# [Directions]
Show all lines from the data that include the word "then".
************
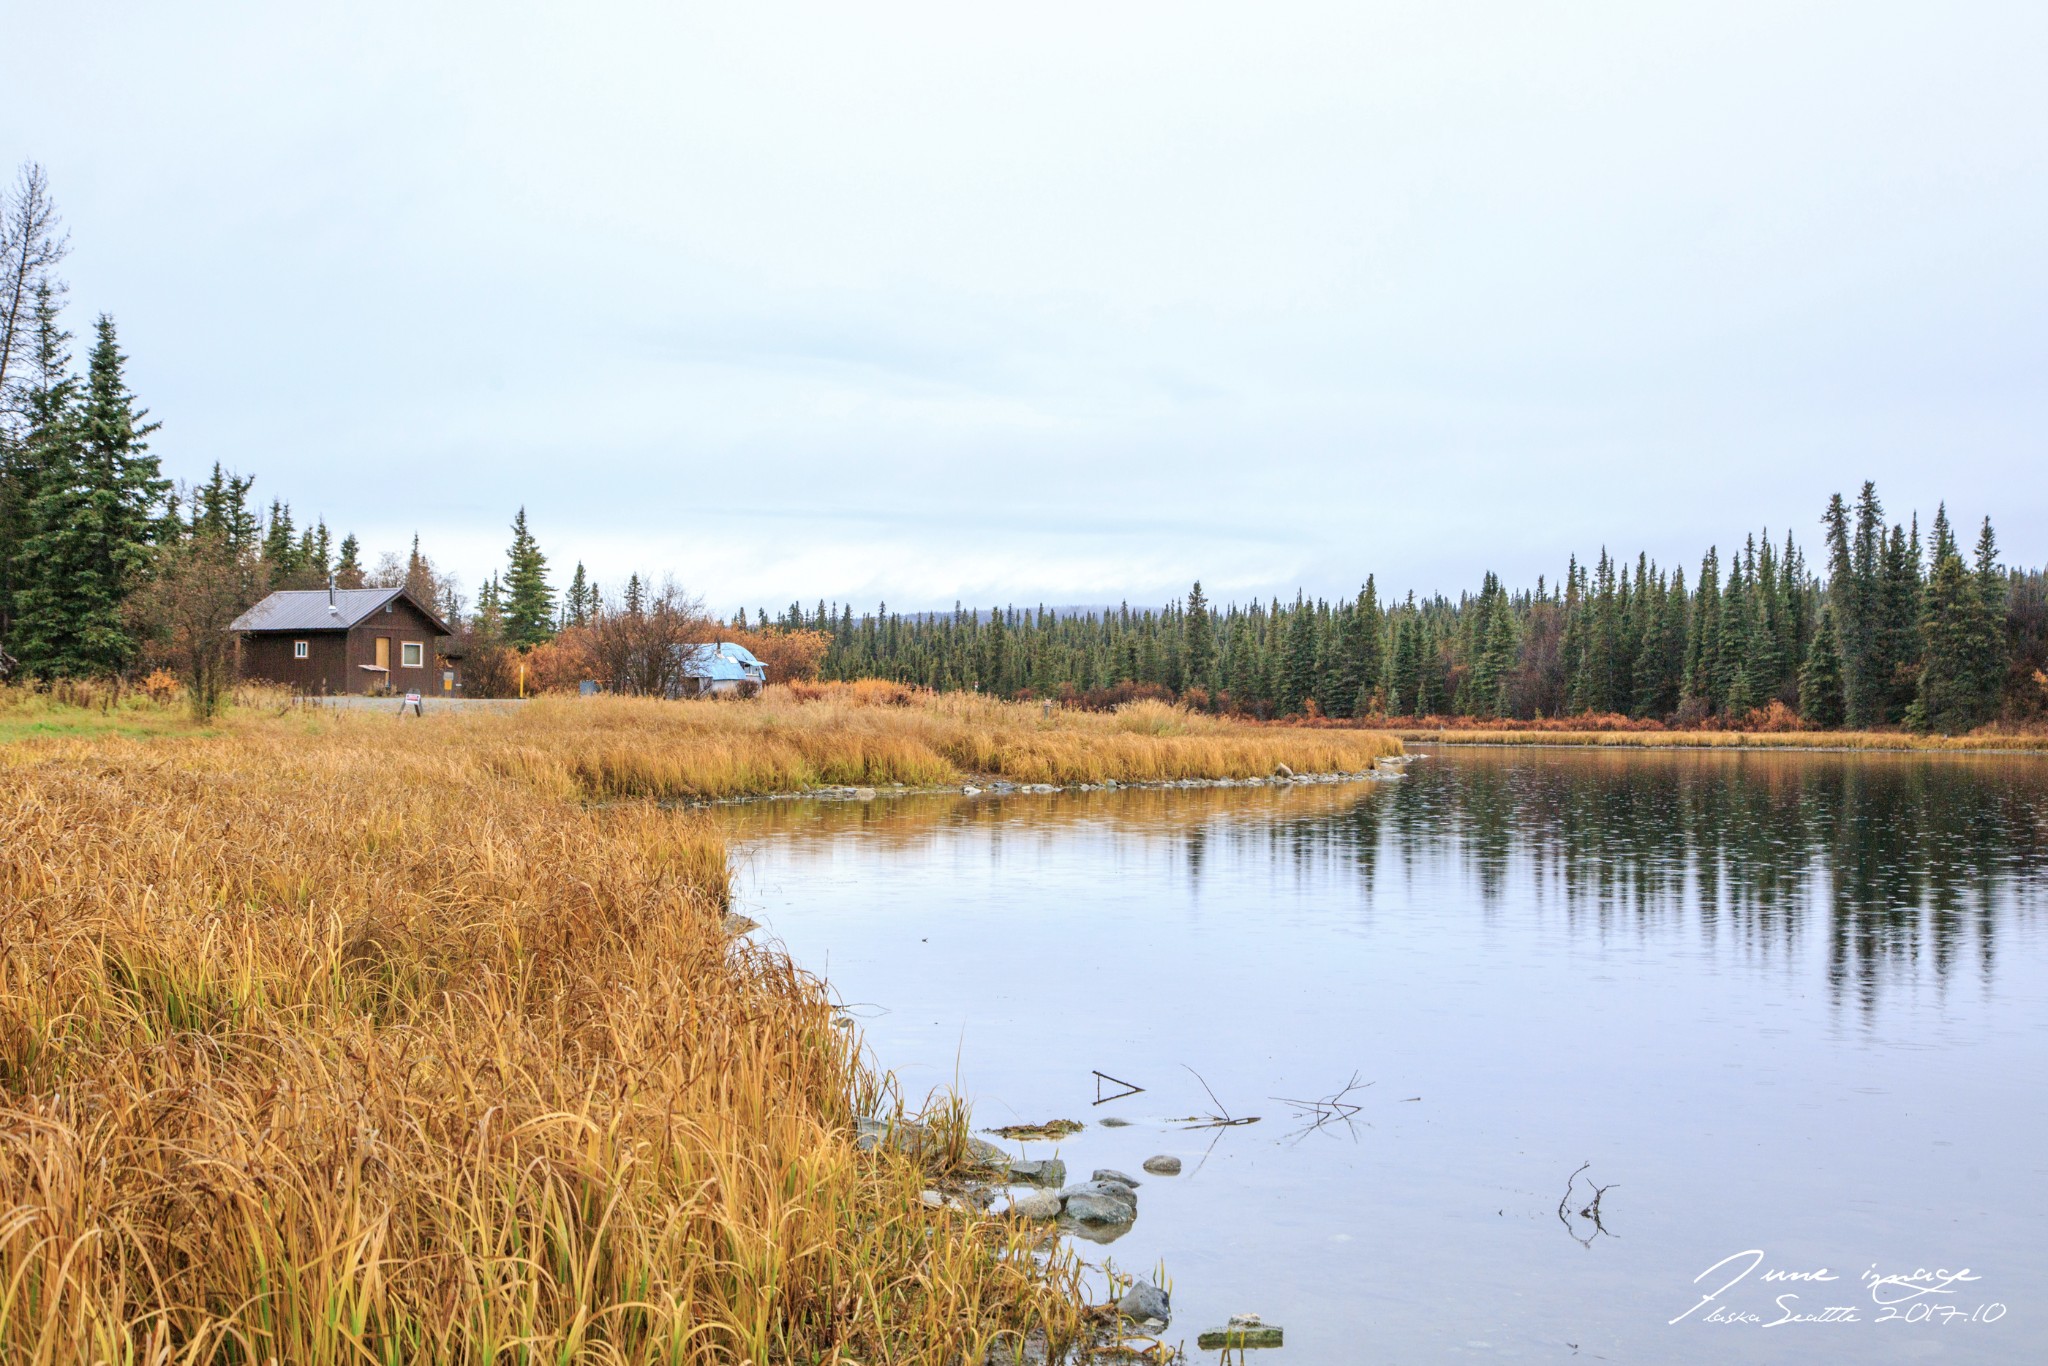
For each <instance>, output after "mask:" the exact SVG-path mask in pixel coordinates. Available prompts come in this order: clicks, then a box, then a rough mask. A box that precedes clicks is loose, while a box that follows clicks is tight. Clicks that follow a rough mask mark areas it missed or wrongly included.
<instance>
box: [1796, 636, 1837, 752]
mask: <svg viewBox="0 0 2048 1366" xmlns="http://www.w3.org/2000/svg"><path fill="white" fill-rule="evenodd" d="M1798 715H1800V719H1804V721H1806V725H1810V727H1815V729H1821V731H1831V729H1835V727H1839V725H1841V721H1843V717H1845V715H1847V713H1845V707H1843V696H1841V637H1839V635H1837V633H1835V608H1833V606H1823V608H1821V625H1819V627H1817V629H1815V633H1812V645H1808V647H1806V664H1804V666H1800V672H1798Z"/></svg>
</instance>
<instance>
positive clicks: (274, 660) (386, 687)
mask: <svg viewBox="0 0 2048 1366" xmlns="http://www.w3.org/2000/svg"><path fill="white" fill-rule="evenodd" d="M379 639H383V641H389V670H391V672H389V674H379V672H375V670H369V668H362V666H367V664H377V641H379ZM436 639H440V637H436V635H434V623H432V621H430V618H428V616H426V612H422V610H420V608H416V606H414V604H412V602H408V600H403V598H395V600H391V602H389V604H385V606H383V608H377V610H375V612H371V614H369V616H365V618H362V621H360V623H356V625H354V627H350V629H348V631H346V633H344V631H262V633H246V635H244V637H242V676H244V678H258V680H264V682H276V684H285V686H287V688H293V690H297V692H313V694H336V692H381V690H385V688H389V690H391V692H420V694H426V696H451V694H453V696H461V674H457V676H455V686H453V688H449V686H446V684H444V678H442V674H444V672H455V666H444V664H442V661H440V657H438V655H436V653H434V643H436ZM293 641H305V643H307V657H305V659H295V657H293V651H291V647H293ZM408 643H414V645H418V647H420V664H418V666H408V664H406V645H408Z"/></svg>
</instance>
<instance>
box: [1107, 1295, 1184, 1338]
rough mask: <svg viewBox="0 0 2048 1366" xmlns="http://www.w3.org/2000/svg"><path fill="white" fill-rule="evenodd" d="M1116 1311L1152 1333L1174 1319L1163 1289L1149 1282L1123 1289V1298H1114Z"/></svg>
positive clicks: (1162, 1326)
mask: <svg viewBox="0 0 2048 1366" xmlns="http://www.w3.org/2000/svg"><path fill="white" fill-rule="evenodd" d="M1116 1313H1120V1315H1122V1317H1124V1319H1130V1321H1133V1323H1137V1325H1139V1327H1143V1329H1149V1331H1153V1333H1157V1331H1159V1329H1163V1327H1165V1325H1167V1323H1171V1321H1174V1311H1171V1309H1169V1307H1167V1294H1165V1290H1161V1288H1159V1286H1149V1284H1137V1286H1130V1288H1128V1290H1124V1298H1120V1300H1116Z"/></svg>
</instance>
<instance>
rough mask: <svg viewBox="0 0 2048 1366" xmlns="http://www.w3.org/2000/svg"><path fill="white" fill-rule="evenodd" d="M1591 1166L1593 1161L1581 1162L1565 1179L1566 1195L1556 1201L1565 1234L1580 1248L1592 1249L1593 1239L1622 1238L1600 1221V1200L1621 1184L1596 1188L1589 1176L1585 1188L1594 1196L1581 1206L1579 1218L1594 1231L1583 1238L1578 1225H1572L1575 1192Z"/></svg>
mask: <svg viewBox="0 0 2048 1366" xmlns="http://www.w3.org/2000/svg"><path fill="white" fill-rule="evenodd" d="M1591 1165H1593V1163H1591V1161H1581V1163H1579V1167H1577V1169H1575V1171H1573V1173H1571V1176H1569V1178H1565V1194H1563V1196H1559V1200H1556V1221H1559V1223H1561V1225H1565V1233H1569V1235H1571V1239H1573V1241H1575V1243H1579V1247H1591V1245H1593V1239H1595V1237H1602V1235H1606V1237H1620V1235H1618V1233H1614V1231H1612V1229H1608V1225H1606V1223H1602V1219H1599V1198H1602V1196H1604V1194H1608V1192H1610V1190H1614V1188H1616V1186H1620V1182H1608V1184H1606V1186H1595V1184H1593V1178H1589V1176H1587V1178H1585V1186H1587V1190H1591V1192H1593V1194H1591V1196H1589V1198H1587V1200H1585V1204H1581V1206H1579V1210H1577V1216H1579V1219H1585V1221H1589V1223H1591V1225H1593V1231H1591V1233H1587V1235H1583V1237H1581V1235H1579V1229H1577V1225H1573V1223H1571V1219H1573V1216H1571V1214H1569V1212H1567V1210H1571V1206H1573V1192H1575V1190H1577V1186H1579V1178H1581V1176H1585V1171H1587V1167H1591Z"/></svg>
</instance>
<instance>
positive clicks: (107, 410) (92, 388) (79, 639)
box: [16, 313, 170, 678]
mask: <svg viewBox="0 0 2048 1366" xmlns="http://www.w3.org/2000/svg"><path fill="white" fill-rule="evenodd" d="M94 332H96V338H94V346H92V354H90V356H88V362H86V385H84V391H82V393H78V397H76V401H63V399H61V397H59V391H61V387H63V385H61V383H57V385H53V387H47V389H43V391H39V395H37V397H35V403H37V410H39V412H41V414H43V418H45V420H43V422H37V426H35V428H31V436H29V440H31V449H33V453H35V455H33V457H31V459H33V461H35V463H37V475H35V477H37V487H35V494H33V498H31V500H29V510H27V520H29V535H27V537H25V541H23V545H20V551H18V553H16V569H18V571H20V573H23V578H25V580H27V584H25V592H20V594H18V602H16V612H18V621H16V631H18V637H20V647H18V651H16V653H18V655H20V659H23V664H27V666H29V670H31V672H35V674H37V676H43V678H59V676H92V674H117V672H121V670H123V668H125V666H127V661H129V657H131V653H133V649H135V643H133V637H131V635H129V629H127V621H125V616H123V604H125V600H127V596H129V592H133V590H135V586H137V584H141V580H143V573H145V571H147V567H150V559H152V547H154V543H156V541H158V530H160V524H162V504H164V496H166V494H168V489H170V485H168V481H166V479H164V477H162V475H160V471H158V463H156V457H154V455H150V446H147V442H145V440H143V438H145V436H147V434H150V432H154V430H156V424H150V422H143V418H145V412H143V410H139V408H135V395H133V393H129V389H127V379H125V375H123V369H125V360H127V358H125V356H123V354H121V348H119V344H117V340H115V326H113V319H111V317H106V315H104V313H102V315H100V317H98V322H96V326H94ZM61 346H63V334H61V330H55V326H53V319H51V334H49V336H47V338H45V342H43V346H39V354H41V358H43V365H39V369H41V371H43V373H45V377H47V375H51V373H53V371H61V369H63V358H61Z"/></svg>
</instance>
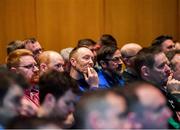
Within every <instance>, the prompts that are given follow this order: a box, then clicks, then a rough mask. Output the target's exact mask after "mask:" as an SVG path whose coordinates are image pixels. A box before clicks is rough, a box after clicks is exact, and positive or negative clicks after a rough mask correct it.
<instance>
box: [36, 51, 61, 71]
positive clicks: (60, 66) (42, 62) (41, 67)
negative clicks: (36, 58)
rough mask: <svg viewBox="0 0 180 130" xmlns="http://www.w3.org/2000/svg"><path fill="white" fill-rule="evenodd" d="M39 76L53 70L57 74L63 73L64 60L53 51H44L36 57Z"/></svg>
mask: <svg viewBox="0 0 180 130" xmlns="http://www.w3.org/2000/svg"><path fill="white" fill-rule="evenodd" d="M37 59H38V62H39V69H40V75H42V74H43V73H44V72H46V71H48V70H51V69H54V70H57V71H59V72H62V71H64V69H63V65H64V60H63V58H62V56H61V55H60V54H59V53H58V52H55V51H44V52H42V53H41V54H40V55H39V56H38V58H37Z"/></svg>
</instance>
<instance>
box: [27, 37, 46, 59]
mask: <svg viewBox="0 0 180 130" xmlns="http://www.w3.org/2000/svg"><path fill="white" fill-rule="evenodd" d="M24 46H25V49H28V50H30V51H31V52H32V53H33V55H34V58H35V59H36V58H37V57H38V55H39V54H41V53H42V52H43V48H42V47H41V45H40V43H39V42H38V41H37V40H36V39H35V38H28V39H26V40H24Z"/></svg>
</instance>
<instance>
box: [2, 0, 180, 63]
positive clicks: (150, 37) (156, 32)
mask: <svg viewBox="0 0 180 130" xmlns="http://www.w3.org/2000/svg"><path fill="white" fill-rule="evenodd" d="M179 7H180V2H179V0H0V46H1V47H0V63H4V60H5V57H6V45H7V44H8V43H9V42H10V41H12V40H17V39H24V38H27V37H32V36H33V37H36V38H37V39H38V40H39V41H40V43H41V44H42V46H43V47H44V48H45V49H52V50H56V51H59V50H60V49H62V48H65V47H70V46H72V47H74V46H75V45H76V43H77V40H78V39H81V38H92V39H94V40H98V38H99V37H100V35H101V34H103V33H110V34H112V35H113V36H115V38H116V39H117V40H118V45H119V47H121V46H122V45H123V44H125V43H127V42H137V43H139V44H141V45H143V46H148V45H149V44H150V42H151V41H152V39H153V38H155V37H156V36H158V35H160V34H170V35H172V36H173V37H174V38H175V39H177V40H179V39H178V38H180V37H179V34H180V26H179V17H180V14H179V12H180V9H179Z"/></svg>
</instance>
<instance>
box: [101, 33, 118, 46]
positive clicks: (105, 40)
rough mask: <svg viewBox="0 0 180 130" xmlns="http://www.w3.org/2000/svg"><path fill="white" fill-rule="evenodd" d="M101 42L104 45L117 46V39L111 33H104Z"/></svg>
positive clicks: (103, 45)
mask: <svg viewBox="0 0 180 130" xmlns="http://www.w3.org/2000/svg"><path fill="white" fill-rule="evenodd" d="M100 44H101V45H102V46H116V47H117V41H116V39H115V38H114V37H113V36H112V35H110V34H103V35H102V36H101V38H100Z"/></svg>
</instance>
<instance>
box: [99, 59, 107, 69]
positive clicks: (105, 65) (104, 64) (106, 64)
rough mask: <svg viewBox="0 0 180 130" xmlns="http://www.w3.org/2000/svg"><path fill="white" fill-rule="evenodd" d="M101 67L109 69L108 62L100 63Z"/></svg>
mask: <svg viewBox="0 0 180 130" xmlns="http://www.w3.org/2000/svg"><path fill="white" fill-rule="evenodd" d="M100 65H101V66H102V68H106V67H107V64H106V62H105V61H103V60H101V61H100Z"/></svg>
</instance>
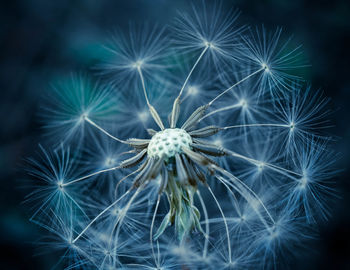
************
# [Solution to the exercise]
For each <instance>, output after "mask:" the exact SVG-path mask in pixel coordinates. Available prompts come in this order: clicks, then a box, then a rough mask. A box that precedes clicks is loose, while a box that follows clicks is tight. Clicks that follow a rough mask mark areas it missed or wrongly included.
Within every <instance>, the prompts that are given follow this order: a box, then clicks, then a rough mask. Output the target's exact mask after "mask:" as an SVG path whose coordinates are image pixels. A box before clicks is rough, a box after clicks is exact, and positive or negative clicks after a rough mask correct it.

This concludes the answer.